• **Excerpt provided**
What is music therapy? The long answer.
Music therapy is an established clinical intervention, which is delivered by registered music therapists to help people whose lives have been affected by injury, illness or disability through supporting their psychological, emotional, cognitive, physical, communicative and social needs.
As human beings, music plays a fundamental role in our identity, culture, heritage and spiritual beliefs. It is a powerful medium that can affect us all deeply. In music therapy, music therapists draw upon the innate qualities of music to support people of all ages and abilities and at all stages of life; from helping new born babies develop healthy bonds with their parents, to offering vital, sensitive and compassionate palliative care at the end of life.
Everyone has the ability to respond to music, and music therapy uses this connection to facilitate positive changes in emotional wellbeing and communication through the engagement in live musical interaction between client and therapist. It can help develop and facilitate communication skills, improve self-confidence and independence, enhance self-awareness and awareness of others, improve concentration and attention skills. Central to how music therapy works is the therapeutic relationship that is established and developed, through engagement in live musical interaction
and play between a therapist and client. A wide range of musical styles and instruments can be used, including the voice, and the music is often improvised. Using music in this way enables clients to create their own unique musical
language in which to explore and connect with the world and express themselves.
What is a music therapy session like?
Each session is uniquely designed to meet the needs of the individual clients. Therapists and client engage in a variety of musical interaction such as Improvisation, Song-writing, Lyric Analysis, Music Listening, Guided Imagery, Singing as well as Verbal discussion.
What’s the difference between music therapy and listening to an iPod/Spotify/Youtube with headphones on my own?
We have all experienced the power of music, when one’s mood can be quickly transformed as we listened to different genre of music on our own. However it is different from music therapy which emphasize on fostering a therapeutic relationship by using different musical and verbal interventions to address specific clinical goals such as pain relieve, emotional expression, memory enhancement, improved communication, promoting physical rehabilitation and stress relieve.
What’s the difference between music therapy and music education?
The goals between a music therapy session and a music lesson are very different. Music lesson is about learning musical skills and knowledge such as performance technique, repertoire, music notation, theory and aural training.
Music therapy is about using music as a tool to achieve non-musical goals such as improving social, communication, cognitive, emotional, motor, academic skills.
What kind of music are used in music therapy?
There are no specific style of music used in music therapy, all styles of music can be useful in effecting change in a client or patient's life. The individual's preferences, circumstances and need for treatment, and the client's goals help to determine the types of music a music therapist may use in each session.

• **Record set**
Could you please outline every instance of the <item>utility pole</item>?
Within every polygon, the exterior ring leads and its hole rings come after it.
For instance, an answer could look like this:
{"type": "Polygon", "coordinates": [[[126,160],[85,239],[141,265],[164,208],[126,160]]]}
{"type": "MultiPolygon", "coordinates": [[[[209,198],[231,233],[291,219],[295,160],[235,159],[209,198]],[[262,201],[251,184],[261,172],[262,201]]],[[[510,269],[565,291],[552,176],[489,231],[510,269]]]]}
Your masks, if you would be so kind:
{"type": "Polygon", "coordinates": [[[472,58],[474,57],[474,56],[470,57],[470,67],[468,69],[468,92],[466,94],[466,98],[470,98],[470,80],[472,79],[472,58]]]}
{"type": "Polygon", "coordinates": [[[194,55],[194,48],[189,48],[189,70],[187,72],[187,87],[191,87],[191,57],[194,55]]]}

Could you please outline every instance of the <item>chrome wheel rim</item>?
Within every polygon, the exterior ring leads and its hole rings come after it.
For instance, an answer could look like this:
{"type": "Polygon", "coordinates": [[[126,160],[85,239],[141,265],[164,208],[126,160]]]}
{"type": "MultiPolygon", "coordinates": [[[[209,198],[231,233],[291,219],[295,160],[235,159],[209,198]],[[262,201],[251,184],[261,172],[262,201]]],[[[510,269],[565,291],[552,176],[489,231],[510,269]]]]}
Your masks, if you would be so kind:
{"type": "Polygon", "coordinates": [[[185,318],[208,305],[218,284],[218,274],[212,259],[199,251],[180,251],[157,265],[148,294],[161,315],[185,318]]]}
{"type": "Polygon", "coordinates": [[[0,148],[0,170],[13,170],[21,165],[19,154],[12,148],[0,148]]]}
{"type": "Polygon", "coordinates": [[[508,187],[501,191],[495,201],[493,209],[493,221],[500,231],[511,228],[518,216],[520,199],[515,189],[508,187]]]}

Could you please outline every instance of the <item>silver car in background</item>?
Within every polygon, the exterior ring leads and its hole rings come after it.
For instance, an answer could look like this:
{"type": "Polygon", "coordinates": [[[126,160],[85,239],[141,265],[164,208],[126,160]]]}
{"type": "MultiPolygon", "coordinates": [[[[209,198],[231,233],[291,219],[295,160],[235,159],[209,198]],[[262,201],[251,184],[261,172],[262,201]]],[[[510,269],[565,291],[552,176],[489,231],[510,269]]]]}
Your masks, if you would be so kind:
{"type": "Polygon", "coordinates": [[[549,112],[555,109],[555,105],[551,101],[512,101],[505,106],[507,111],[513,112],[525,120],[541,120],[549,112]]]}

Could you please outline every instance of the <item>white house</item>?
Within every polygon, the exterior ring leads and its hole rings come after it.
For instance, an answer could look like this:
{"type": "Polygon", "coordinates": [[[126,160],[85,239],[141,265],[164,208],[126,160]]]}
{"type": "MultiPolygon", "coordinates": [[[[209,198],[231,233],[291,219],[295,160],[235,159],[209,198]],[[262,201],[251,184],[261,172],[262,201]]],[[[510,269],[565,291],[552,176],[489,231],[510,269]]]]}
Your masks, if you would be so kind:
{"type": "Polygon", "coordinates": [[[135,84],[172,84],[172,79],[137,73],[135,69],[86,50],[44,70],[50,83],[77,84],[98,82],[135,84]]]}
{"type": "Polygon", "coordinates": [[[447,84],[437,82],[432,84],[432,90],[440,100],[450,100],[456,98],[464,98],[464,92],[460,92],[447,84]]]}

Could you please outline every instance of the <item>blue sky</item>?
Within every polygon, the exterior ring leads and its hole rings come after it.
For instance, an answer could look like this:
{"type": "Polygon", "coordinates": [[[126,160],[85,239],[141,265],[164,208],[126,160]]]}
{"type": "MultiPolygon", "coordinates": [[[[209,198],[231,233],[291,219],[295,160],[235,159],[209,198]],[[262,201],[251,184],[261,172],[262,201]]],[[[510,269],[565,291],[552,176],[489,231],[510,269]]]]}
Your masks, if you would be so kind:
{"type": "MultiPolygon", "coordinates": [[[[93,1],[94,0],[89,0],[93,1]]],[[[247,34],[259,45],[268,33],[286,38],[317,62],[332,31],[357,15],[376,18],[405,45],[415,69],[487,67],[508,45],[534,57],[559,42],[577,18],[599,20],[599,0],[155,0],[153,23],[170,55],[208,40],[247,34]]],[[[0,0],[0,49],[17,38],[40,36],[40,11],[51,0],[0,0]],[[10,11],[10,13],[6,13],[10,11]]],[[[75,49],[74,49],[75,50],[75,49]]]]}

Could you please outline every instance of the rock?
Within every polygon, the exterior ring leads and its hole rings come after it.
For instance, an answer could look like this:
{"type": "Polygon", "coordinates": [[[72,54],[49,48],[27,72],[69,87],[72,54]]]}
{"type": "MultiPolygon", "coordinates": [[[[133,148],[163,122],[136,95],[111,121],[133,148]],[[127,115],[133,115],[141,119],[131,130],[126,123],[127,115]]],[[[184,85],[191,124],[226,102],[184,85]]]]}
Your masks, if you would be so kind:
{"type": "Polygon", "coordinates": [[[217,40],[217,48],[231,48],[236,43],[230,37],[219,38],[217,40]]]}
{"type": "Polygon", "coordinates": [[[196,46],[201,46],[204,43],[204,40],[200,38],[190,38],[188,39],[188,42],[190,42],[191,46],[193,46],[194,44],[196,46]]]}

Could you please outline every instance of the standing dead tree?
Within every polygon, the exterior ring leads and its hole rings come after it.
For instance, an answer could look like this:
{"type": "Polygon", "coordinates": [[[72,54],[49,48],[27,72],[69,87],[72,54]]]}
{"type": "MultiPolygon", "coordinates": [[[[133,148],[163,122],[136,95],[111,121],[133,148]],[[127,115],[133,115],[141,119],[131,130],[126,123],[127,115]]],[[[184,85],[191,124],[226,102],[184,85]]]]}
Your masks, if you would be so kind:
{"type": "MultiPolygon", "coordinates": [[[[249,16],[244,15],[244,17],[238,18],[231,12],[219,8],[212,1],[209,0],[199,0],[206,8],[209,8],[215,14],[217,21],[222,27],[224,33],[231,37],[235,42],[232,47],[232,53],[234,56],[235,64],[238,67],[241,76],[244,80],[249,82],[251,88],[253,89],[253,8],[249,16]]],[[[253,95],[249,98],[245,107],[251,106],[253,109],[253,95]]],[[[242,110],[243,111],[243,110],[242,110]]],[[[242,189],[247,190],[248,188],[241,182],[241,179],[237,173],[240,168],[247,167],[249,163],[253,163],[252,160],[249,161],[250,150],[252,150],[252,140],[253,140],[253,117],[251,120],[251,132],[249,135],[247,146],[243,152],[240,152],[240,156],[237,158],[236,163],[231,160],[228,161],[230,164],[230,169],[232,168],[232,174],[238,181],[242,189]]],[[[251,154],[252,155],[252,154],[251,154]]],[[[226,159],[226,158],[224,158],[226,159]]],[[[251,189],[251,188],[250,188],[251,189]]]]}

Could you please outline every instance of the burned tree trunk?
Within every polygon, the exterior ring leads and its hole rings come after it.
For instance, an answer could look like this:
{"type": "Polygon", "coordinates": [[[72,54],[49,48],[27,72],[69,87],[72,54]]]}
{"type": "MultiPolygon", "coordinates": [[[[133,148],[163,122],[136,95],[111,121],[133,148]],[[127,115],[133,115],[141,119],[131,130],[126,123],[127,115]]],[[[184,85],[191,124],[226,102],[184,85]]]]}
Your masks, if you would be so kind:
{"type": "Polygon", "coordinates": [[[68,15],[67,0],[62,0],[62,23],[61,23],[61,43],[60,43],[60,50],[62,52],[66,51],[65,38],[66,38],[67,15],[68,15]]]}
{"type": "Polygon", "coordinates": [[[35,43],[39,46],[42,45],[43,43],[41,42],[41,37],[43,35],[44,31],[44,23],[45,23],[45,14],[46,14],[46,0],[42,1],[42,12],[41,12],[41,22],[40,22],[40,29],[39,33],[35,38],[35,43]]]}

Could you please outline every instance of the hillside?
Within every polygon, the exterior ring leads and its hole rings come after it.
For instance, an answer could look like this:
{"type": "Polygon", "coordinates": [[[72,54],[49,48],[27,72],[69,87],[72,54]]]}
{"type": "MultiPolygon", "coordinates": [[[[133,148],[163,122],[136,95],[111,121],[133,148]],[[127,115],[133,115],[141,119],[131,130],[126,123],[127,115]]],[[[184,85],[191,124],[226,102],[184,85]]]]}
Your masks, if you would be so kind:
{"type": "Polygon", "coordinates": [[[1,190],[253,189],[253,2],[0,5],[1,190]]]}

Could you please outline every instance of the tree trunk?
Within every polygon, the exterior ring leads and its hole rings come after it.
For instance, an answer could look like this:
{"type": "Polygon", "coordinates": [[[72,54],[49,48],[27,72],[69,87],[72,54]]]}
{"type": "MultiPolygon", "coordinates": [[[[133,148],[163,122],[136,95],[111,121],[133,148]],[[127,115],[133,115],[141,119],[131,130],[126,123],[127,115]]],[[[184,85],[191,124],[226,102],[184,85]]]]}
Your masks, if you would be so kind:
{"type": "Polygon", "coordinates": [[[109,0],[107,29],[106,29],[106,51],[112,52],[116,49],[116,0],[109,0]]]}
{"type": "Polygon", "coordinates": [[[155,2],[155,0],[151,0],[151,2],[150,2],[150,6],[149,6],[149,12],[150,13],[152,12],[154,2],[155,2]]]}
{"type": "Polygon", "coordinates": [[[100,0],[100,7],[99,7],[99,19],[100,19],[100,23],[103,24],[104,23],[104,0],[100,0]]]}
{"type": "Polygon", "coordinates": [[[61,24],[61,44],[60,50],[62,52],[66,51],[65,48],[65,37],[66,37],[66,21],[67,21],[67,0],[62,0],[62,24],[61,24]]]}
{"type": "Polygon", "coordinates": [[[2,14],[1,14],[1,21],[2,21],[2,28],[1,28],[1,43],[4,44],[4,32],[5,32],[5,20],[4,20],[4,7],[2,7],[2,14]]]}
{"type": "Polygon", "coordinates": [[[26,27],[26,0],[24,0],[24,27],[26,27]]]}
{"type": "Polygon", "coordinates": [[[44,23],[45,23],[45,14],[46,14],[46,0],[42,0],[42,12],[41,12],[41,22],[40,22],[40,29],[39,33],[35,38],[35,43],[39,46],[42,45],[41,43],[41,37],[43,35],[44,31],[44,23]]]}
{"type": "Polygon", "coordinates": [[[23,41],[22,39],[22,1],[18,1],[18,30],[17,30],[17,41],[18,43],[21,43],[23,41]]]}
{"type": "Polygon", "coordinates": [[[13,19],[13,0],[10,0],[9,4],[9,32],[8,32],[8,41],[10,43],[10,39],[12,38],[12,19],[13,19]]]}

• **Study questions**
- 1) Translate this sentence from the music therapy text into Spanish: "A wide range of musical styles and instruments can be used, including the voice, and the music is often improvised."
- 2) Reproduce a passage of the music therapy text. Begin at the words "The goals between" and stop after the words "in each session.".
- 3) Answer these questions using the music therapy text:
(a) Who delivers music therapy?
(b) What skills and knowledge does a music lesson teach?
(c) What helps determine the types of music a music therapist may use in each session?

• **Expected results**
- 1) Se puede utilizar una amplia variedad de estilos musicales e instrumentos, incluida la voz, y a menudo la música se improvisa.

- 2)
The goals between a music therapy session and a music lesson are very different. Music lesson is about learning musical skills and knowledge such as performance technique, repertoire, music notation, theory and aural training.
Music therapy is about using music as a tool to achieve non-musical goals such as improving social, communication, cognitive, emotional, motor, academic skills.
What kind of music are used in music therapy?
There are no specific style of music used in music therapy, all styles of music can be useful in effecting change in a client or patient's life. The individual's preferences, circumstances and need for treatment, and the client's goals help to determine the types of music a music therapist may use in each session.

- 3)
(a) Registered music therapists deliver it.
(b) A music lesson teaches musical skills and knowledge such as performance technique, repertoire, music notation, theory and aural training.
(c) The individual's preferences, circumstances and need for treatment, along with the client's goals, help determine the types of music used.